▶ **LIST OF TASKS**:
1: From the essay on rewatching Star Wars, list the things it says are still the same in the movie.
2: In the essay on rewatching Star Wars, how old was Carrie Fisher?
3: Resume the essay on rewatching Star Wars after its final sentence.

▶ **PROVIDED PASSAGE**:
· · · ·

Rewatching ‘Star Wars’ after the Carrie Fisher–Harrison Ford affair reveal
(Getty Images)

This past weekend, I watched Star Wars. So far, that sounds like many of my weekends, but the latest Star Wars watch was different from the countless Star Wars watches that came before. This was the first time I’d seen A New Hope since Carrie Fisher disclosed last week that she and Harrison Ford were definitely doin’ it during the making of the movie.

George Lucas hasn’t had time to release an Even More Special Edition with a scene of the two actors on set, tenderly talking about sand, so the movie itself is the same as ever. Luke is still super whiny, the Jawas and Tusken Raiders are still racially stereotyped, and that one Stormtrooper still hits his head on a door. From the repeat viewer’s perspective, though, this is a new A New Hope, one in which the phrase “Han shot first” takes on a new meaning. When you watch Star Wars now, the newly revealed, real-life relationship is the CGI ronto in the room.

On-set trysts, both real and rumored, are a Hollywood tradition that dates back to before Bogart-Bacall and is still observed today (much to Marion Cotillard’s dismay). Casting a bunch of pretty people, sending them somewhere remote, and paying them to fake falling in love is a formula for Olympic Village–level lust. Given the circumstances and the convincing on-screen chemistry between Han and Leia, Star Wars watchers have always wondered whether Ford’s small, one-man fighter had penetrated Fisher’s outer defense. Ford and Fisher were both beautiful, consenting adults, so why wouldn’t they costar sexually? Aside from the many complications of workplace romance, I mean, or the fact that Ford — who was 14 years older than the 19-year-old Fisher — was married with multiple kids, which raised the specter of an unpleasant scenario from the Star Wars comics coming true.

· · · ·

▶ **RECORDS SUPPLIED**:
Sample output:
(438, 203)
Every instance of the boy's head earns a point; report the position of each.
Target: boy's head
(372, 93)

· · · ·

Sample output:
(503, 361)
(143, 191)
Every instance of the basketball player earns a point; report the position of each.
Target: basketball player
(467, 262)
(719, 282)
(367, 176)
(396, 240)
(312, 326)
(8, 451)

· · · ·

▶ **ANSWERS IN ORDER**:
1:
- Luke is still super whiny.
- The Jawas and Tusken Raiders are still racially stereotyped.
- That one Stormtrooper still hits his head on a door.

2: She was 19.

3:
(Marvel Comics)

But just try to find one other reason!

Ford is famously evasive about his personal life, and for years, Fisher denied the affair. It’s like Darth Vader told Grand Moff Tarkin: “It will be some time before we can extract any information from her.” It took Fisher 40 years to acknowledge the three-month fling, which she describes as a dalliance for Ford and a simultaneously traumatizing and affirming fixation for her. If Tarkin had just waited until Leia turned 60, she might have written a memoir and divulged the location of the Rebel base.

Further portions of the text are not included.